*** EXCERPT TO READ ***

A recent article in a high profile New Zealand motorcycle magazine, actually it was this magazine (March 2023 edition to be precise – Ed), outlined some safety protocols involved in group riding. Now, in order to wipe the smile off some of your faces, the “group riding” under discussion did not involve the peccadilloes of that somewhat vaunted gang of spouse swappers that are supposed to inhabit a certain central Otago town going by the name of Cromwell…oh no no no. We are talking here about fine upstanding motorcycle group riders here who probably wouldn’t know a peccadillo from a prickly pair. Let me just state at the outset that old Captain Slow here is indebted to his editor for throwing up a topic so ripe for dissection and dissertation of a comic kind.

So “Group MOTORCYCLE Rides”, eh? I guess by broad definition, that conjures up a multitude of different images for many of you. Even the dictionary definition of a group is, by necessity, not a precise one – “A number of people or things that are located, gathered or classed together”. So just like flavours of ice cream, a group ride can be quite a diverse thing, but oddly enough, and for the sake of having some fun at the editor’s expense, for it was he who penned the March edition article, we will focus, at least in part, on those “stately processions” so beloved by Harley-Davidsonistas and other spin-off cruiser cultures. 

So let’s rip the sh-t out of, sorry, as you were… So let’s unpack what the editor had to say back in March.


Since when has your average biker ever been prepared? Especially the cohort that rides America’s answer to the motorcycle. By the time they’ve arrived at that time of their lives where their mid to high six-figure incomes have been dispersed through at least one or two matrimonial “settlements” (AKA “financial wire brushings”), the poor beggars may well still be in a position to own, insure, register and maintain their throbbing chrome tinted wonder-horses. But they themselves are pretty much gimpy old trouts with aches, pains, leaking eyeballs and bladders that they’re underperformers in virtually every department except being able to moan about, well, practically everything. Expecting this lot to make a rendezvous at a group ride start point with any sort of chronological precision or preparedness would be akin to expecting Winston Peters not to smell blood in the water if he was a shark chasing wounded minorities for the sake of votes! Hmmm. So not off to a great start, are we?


The point here was about riding with people who, to use the words of the editor, “you gel with”. Strewth Ruth! My friends are amongst some of the weirdest types I know (see the comment about aviators below). “Gelling” with them is about the last thing I’d want to do. Who knows where they’ve been!!! I’d go as far as sharing a table with them at a pie stop, but even then, I’d insist on being upwind and socially distanced. 

Trust me on this one. It actually doesn’t make that much difference if your fellow riders are all members of the same business round table who you trust implicitly when you illegally divulge a pending share sell-down or just a bunch of randoms. Because if you’re smart, you will ensure your safety by isolating yourself several hundred metres behind the rider in front of you. That way, you can ride your own ride in your own space without fear of being bounced by some Red Baron type or swayed into by Jeff who has chronic hay fever and who can’t stop his Wide-Glide jumping sideways every time he sneezes.

*** RECORDS SUPPLIED ***

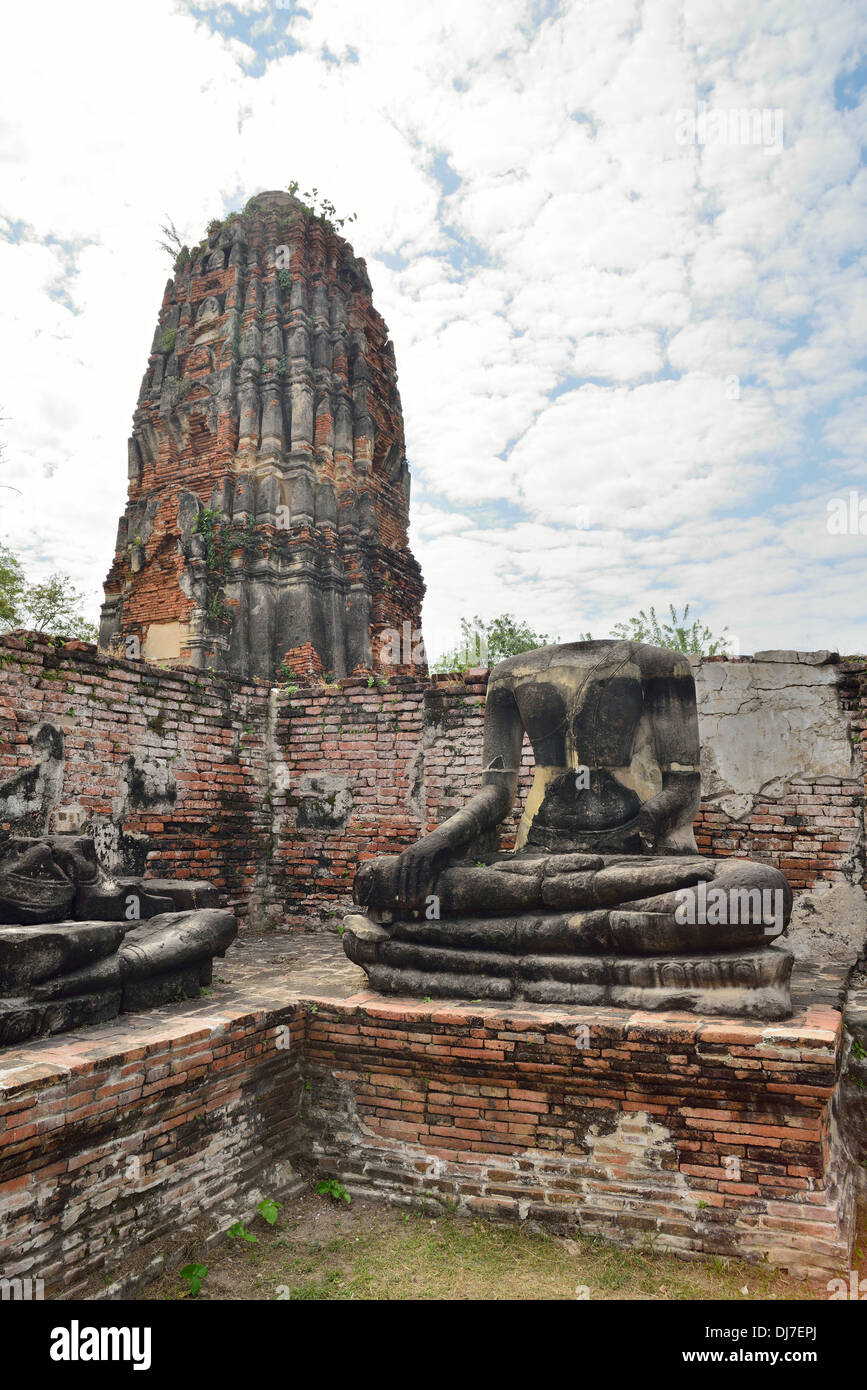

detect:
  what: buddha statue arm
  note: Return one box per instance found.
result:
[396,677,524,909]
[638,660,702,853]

***
*** RECORDS SUPPLIED ***

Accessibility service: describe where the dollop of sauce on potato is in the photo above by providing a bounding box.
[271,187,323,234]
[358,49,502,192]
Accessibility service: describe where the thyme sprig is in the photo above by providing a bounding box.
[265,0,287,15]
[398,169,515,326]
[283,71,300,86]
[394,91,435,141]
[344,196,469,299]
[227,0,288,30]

***
*** RECORDS SUPPLIED ***

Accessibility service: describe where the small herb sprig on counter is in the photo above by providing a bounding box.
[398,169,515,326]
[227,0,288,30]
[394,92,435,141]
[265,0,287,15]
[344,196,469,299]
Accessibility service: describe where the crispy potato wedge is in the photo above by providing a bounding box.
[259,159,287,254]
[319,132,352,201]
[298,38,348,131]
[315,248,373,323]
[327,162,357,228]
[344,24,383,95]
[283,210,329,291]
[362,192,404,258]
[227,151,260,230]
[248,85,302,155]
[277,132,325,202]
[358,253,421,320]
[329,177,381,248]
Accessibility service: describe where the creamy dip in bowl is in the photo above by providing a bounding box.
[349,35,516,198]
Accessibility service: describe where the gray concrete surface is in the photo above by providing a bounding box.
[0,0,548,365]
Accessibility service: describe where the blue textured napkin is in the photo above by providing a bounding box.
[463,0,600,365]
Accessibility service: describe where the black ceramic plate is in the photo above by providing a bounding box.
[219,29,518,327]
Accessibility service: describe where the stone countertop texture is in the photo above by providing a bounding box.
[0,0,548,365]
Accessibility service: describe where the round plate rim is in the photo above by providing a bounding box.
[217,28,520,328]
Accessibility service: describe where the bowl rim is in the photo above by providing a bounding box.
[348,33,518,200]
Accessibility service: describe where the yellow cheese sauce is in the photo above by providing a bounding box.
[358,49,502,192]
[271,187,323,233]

***

■ INSTRUCTIONS ■
a - In the motorcycle column, which edition of the magazine carried the article on group riding?
b - Please copy the stretch of the motorcycle column from "A recent article" through "a comic kind." word for word.

■ SOLUTIONS BY TASK ■
a - The March 2023 edition.

b -
A recent article in a high profile New Zealand motorcycle magazine, actually it was this magazine (March 2023 edition to be precise – Ed), outlined some safety protocols involved in group riding. Now, in order to wipe the smile off some of your faces, the “group riding” under discussion did not involve the peccadilloes of that somewhat vaunted gang of spouse swappers that are supposed to inhabit a certain central Otago town going by the name of Cromwell…oh no no no. We are talking here about fine upstanding motorcycle group riders here who probably wouldn’t know a peccadillo from a prickly pair. Let me just state at the outset that old Captain Slow here is indebted to his editor for throwing up a topic so ripe for dissection and dissertation of a comic kind.